# Instructions to follow
In the material below, find each line holding the string "child" and copy it.

# Data supplied
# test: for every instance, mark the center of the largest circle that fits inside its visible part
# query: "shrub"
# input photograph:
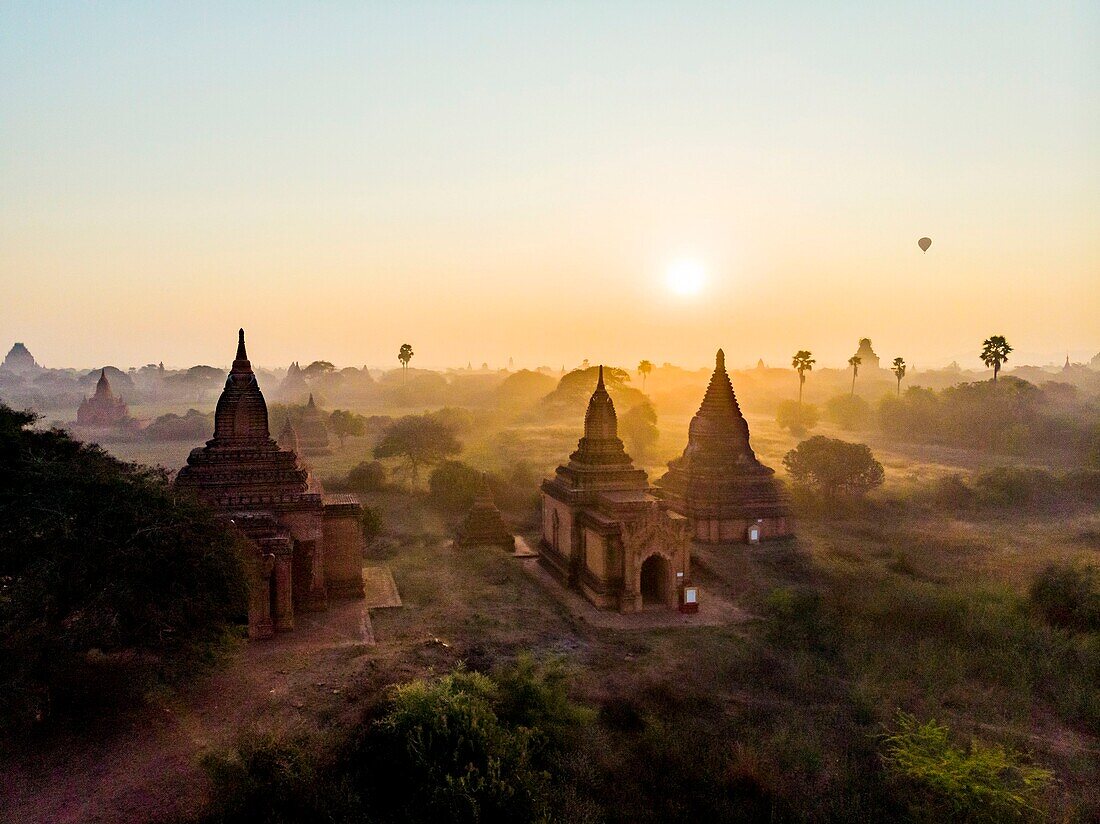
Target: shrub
(1068, 596)
(452, 485)
(366, 476)
(980, 783)
(442, 753)
(834, 467)
(796, 418)
(848, 412)
(111, 581)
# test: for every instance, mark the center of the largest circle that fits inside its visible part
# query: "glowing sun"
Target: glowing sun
(685, 277)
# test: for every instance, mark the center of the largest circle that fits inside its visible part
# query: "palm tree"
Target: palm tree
(994, 351)
(405, 354)
(854, 362)
(803, 361)
(899, 370)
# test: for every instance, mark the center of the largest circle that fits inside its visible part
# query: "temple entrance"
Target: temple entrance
(303, 572)
(656, 581)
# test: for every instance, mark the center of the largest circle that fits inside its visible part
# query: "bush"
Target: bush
(980, 783)
(366, 476)
(796, 418)
(111, 581)
(1068, 596)
(452, 485)
(848, 412)
(834, 467)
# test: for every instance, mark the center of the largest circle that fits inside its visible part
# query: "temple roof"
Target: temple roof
(242, 413)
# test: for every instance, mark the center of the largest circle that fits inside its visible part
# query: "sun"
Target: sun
(685, 277)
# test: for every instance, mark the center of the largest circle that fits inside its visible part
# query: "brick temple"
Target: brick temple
(103, 408)
(603, 530)
(718, 484)
(483, 525)
(306, 547)
(312, 431)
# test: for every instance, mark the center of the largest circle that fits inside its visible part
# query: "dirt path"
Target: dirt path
(147, 768)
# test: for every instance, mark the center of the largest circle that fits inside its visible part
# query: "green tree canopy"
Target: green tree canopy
(418, 441)
(110, 581)
(834, 467)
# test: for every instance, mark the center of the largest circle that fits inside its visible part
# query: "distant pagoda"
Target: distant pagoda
(866, 354)
(312, 431)
(603, 530)
(718, 483)
(20, 360)
(483, 525)
(103, 408)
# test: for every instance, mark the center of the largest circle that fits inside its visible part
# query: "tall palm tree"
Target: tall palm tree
(994, 351)
(899, 370)
(405, 354)
(803, 362)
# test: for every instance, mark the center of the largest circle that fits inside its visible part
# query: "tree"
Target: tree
(405, 354)
(418, 440)
(994, 351)
(453, 485)
(899, 370)
(638, 428)
(803, 362)
(834, 467)
(344, 424)
(110, 581)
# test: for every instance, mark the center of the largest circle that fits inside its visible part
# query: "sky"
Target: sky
(518, 179)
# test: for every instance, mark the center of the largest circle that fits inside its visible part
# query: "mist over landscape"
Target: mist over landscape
(549, 413)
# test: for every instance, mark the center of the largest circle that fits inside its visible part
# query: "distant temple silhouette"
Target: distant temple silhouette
(103, 408)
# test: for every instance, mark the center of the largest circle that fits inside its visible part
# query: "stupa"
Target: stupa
(718, 483)
(483, 525)
(312, 431)
(867, 358)
(20, 360)
(103, 408)
(603, 530)
(294, 385)
(306, 547)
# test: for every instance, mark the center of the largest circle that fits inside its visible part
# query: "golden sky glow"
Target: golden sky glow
(518, 179)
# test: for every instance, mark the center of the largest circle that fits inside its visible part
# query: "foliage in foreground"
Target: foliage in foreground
(979, 783)
(110, 582)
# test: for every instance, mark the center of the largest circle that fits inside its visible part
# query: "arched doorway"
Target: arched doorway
(656, 581)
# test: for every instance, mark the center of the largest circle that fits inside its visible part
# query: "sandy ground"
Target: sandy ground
(147, 768)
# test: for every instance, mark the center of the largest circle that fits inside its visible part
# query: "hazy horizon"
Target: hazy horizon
(498, 182)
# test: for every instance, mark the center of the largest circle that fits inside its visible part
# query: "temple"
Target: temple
(603, 530)
(20, 360)
(305, 547)
(103, 408)
(867, 358)
(718, 484)
(312, 431)
(483, 525)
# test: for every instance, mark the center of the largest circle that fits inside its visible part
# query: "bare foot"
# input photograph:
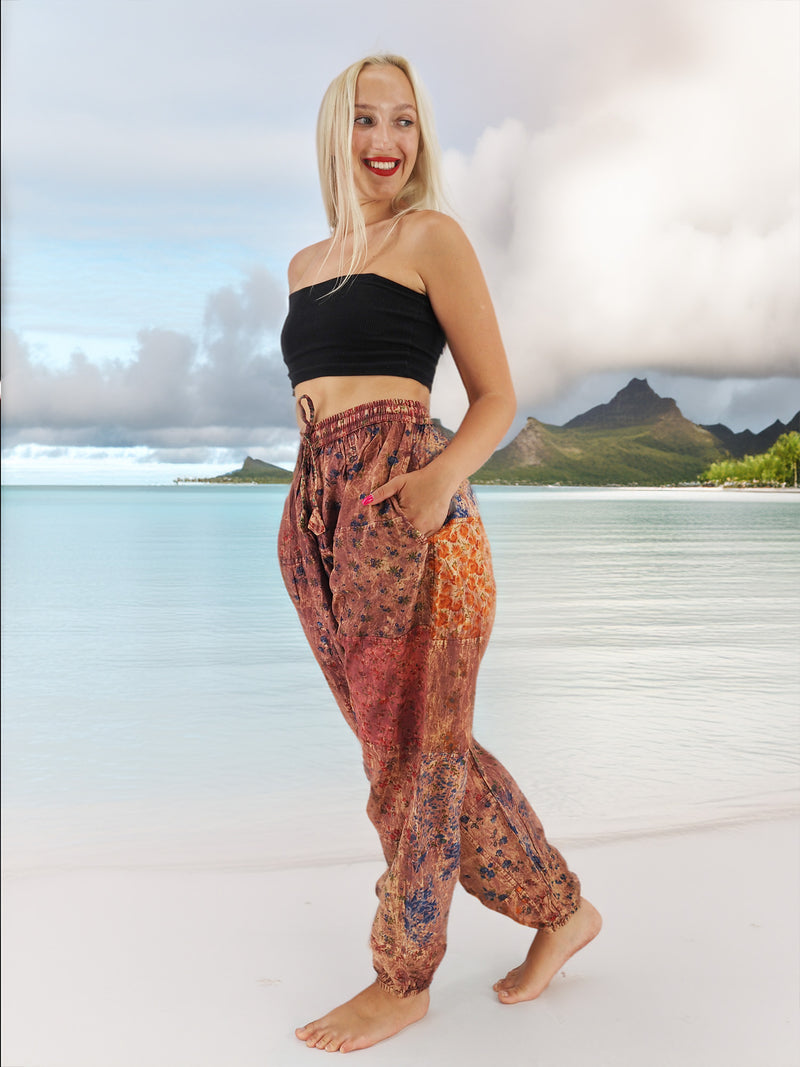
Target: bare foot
(371, 1016)
(549, 951)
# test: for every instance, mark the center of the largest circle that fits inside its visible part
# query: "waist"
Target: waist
(319, 432)
(334, 396)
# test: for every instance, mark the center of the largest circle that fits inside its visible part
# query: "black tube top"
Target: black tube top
(371, 325)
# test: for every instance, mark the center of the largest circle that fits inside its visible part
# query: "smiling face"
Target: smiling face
(385, 139)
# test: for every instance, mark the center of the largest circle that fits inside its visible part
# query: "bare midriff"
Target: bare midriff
(332, 395)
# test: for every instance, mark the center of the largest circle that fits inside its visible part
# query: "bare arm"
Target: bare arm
(449, 268)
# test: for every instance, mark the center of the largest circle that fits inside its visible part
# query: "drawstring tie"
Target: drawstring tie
(314, 521)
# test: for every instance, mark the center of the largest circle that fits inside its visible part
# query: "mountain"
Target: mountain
(634, 404)
(747, 443)
(251, 471)
(638, 438)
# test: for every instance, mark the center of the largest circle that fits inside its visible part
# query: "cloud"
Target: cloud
(657, 222)
(227, 392)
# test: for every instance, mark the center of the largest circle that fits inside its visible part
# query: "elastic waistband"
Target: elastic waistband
(334, 427)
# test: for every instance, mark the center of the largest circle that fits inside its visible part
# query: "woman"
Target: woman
(384, 554)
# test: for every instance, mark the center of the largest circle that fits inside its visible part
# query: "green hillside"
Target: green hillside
(637, 439)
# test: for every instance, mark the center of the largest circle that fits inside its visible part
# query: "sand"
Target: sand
(697, 965)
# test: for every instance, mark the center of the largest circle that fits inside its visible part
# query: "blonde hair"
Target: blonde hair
(334, 156)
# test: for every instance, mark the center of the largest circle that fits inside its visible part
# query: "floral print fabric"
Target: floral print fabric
(399, 623)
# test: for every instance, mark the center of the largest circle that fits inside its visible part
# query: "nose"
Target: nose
(382, 134)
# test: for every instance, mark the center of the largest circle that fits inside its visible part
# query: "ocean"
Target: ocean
(161, 707)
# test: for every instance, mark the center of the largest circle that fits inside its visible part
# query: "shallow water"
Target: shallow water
(160, 703)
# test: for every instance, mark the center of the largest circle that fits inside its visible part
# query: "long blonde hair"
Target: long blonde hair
(334, 156)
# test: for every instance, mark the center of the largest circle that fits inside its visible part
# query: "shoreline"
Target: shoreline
(164, 969)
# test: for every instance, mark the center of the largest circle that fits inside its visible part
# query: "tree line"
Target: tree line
(777, 466)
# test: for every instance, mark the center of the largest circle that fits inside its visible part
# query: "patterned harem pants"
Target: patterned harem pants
(399, 623)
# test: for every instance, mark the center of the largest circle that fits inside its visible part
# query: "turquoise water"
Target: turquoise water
(160, 704)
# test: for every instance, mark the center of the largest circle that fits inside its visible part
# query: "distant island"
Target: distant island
(252, 472)
(637, 439)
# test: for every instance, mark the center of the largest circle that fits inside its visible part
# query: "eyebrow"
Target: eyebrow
(400, 107)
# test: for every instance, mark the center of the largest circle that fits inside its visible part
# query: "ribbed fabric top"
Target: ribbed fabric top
(371, 325)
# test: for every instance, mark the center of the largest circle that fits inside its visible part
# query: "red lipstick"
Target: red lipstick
(383, 165)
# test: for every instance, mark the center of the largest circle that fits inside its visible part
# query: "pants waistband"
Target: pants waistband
(334, 427)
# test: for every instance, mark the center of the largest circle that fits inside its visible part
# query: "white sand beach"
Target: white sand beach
(697, 965)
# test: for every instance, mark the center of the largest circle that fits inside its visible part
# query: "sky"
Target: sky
(628, 172)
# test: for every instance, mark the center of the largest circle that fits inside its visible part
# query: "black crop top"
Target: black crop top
(371, 325)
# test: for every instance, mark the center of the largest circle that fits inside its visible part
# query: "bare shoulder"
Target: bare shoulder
(303, 261)
(442, 250)
(428, 229)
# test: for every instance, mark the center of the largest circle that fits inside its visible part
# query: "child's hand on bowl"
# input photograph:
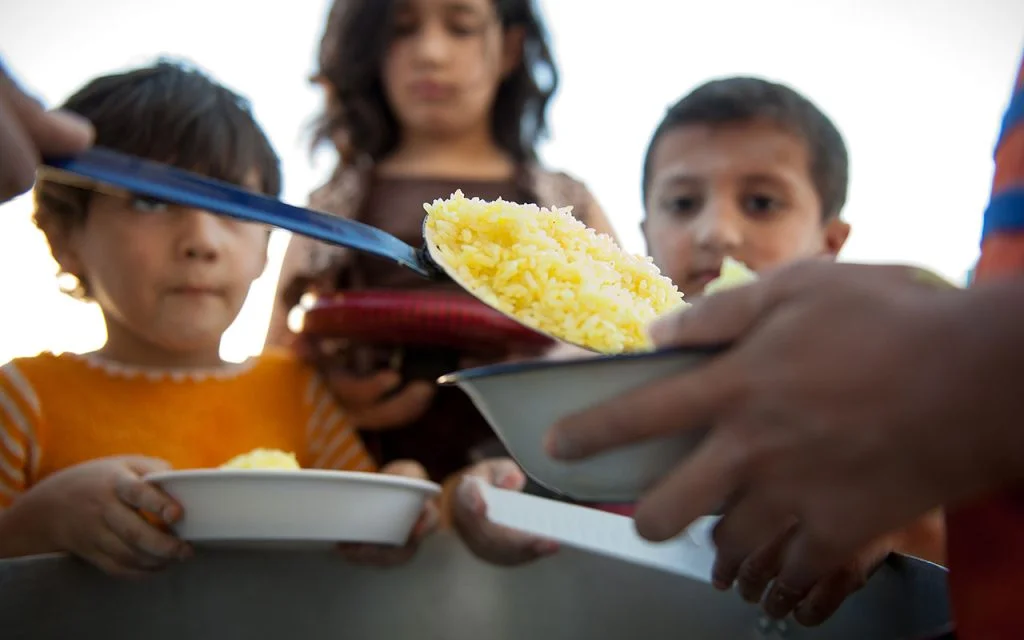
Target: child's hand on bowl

# Written solution
# query: "child's hand on bowl"
Target: child's hand on bowl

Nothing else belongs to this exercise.